DOCUMENT EXTRACT
——

As a new territorial reform is set to be enacted in France, what lessons can be learned from past reforms? In La Politique confisquée, Fabien Desage and David Guéranger describe a “backdrop of disenchantment” with regard to intermunicipal structures: mayors appear to have monopolised these new “intercommunalities”, with representative democracy seemingly replaced by something more opaque.

Reviewed: Fabien Desage and David Guéranger. 2011. La Politique confisquée. Sociologie des réformes et des institutions intercommunales, Paris: Éditions du Croquant.

In France, intercommunalities – intermunicipal structures covering several communes (municipalities) that typically form a single urban area – have proved to be major players in terms of territorial management. And yet these bodies remain poorly understood by the French public, for whom the commune still represents the building block of local democracy, and mayors the most popular political figures. Fabien Desage and David Guéranger’s work provides the keys to understanding this enigma. It reopens what the authors feel to be a “confiscated” debate on the foundations of intermunicipal government and, more generally, on the reform of local authorities. Here, the authors bring to the fore their empirical research, conducted over several years in two types of intercommunality – an agglomeration community [1], based in Chambéry, and an urban community, based in Lille – in order to highlight the dominance of local councillors’ corporate strategies and of institutional constraints and pressures. One of the merits of this work is that it defends an explicit and unequivocal hypothesis, namely the “domestication” of intermunicipal institutions by local councillors who, far from being destabilised by these new public establishments for intermunicipal cooperation (in French, établissements publics de coopération intercommunale or EPCIs), have shown they know how to take ownership of them and use them to obtain new resources for their own communes. This work underscores the intricacies of a form of democracy that is more “censal” than “representative” – which, paradoxically, has proved to be the key to intercommunalities’ success.

——

[Point-based annotation data]
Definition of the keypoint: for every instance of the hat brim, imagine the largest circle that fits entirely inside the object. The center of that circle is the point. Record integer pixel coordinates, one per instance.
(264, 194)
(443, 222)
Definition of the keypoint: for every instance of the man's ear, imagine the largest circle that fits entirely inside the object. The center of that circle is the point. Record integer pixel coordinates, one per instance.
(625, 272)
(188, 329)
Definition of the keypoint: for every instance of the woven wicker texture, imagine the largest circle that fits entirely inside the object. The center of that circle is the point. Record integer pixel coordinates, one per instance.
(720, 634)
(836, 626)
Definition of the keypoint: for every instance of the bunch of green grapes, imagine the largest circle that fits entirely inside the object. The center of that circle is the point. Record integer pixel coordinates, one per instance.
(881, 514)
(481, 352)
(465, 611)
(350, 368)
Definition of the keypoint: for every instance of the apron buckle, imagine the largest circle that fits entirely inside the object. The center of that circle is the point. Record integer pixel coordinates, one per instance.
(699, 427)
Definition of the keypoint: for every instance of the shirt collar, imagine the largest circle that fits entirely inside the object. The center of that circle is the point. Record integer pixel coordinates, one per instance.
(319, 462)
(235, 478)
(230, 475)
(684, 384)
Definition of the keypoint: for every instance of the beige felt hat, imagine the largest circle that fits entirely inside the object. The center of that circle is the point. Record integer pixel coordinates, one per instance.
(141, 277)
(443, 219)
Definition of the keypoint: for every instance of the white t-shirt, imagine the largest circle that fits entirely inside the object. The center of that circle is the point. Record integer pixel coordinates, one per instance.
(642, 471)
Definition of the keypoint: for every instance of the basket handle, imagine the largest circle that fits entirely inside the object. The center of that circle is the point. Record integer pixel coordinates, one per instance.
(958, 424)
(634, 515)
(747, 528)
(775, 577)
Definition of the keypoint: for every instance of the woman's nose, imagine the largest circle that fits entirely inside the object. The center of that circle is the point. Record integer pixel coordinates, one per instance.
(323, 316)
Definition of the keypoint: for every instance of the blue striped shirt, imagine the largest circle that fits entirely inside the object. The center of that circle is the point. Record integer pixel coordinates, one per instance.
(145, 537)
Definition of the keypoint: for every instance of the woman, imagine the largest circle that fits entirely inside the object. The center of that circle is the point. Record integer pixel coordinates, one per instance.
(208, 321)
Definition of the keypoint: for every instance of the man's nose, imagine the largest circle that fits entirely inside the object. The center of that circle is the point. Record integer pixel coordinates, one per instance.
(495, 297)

——

WHAT IS ASKED
[a] In the text on French intercommunalities, reproduce the passage between "Reviewed: Fabien Desage" and "Éditions du Croquant.", inclusive, substituting "Lille" for "Paris".
[b] According to the text on French intercommunalities, in which two cities were the intercommunalities studied in the authors' empirical research based?

SOLUTIONS BY TASK
[a]
Reviewed: Fabien Desage and David Guéranger. 2011. La Politique confisquée. Sociologie des réformes et des institutions intercommunales, Lille: Éditions du Croquant.

[b] Chambéry (an agglomeration community) and Lille (an urban community).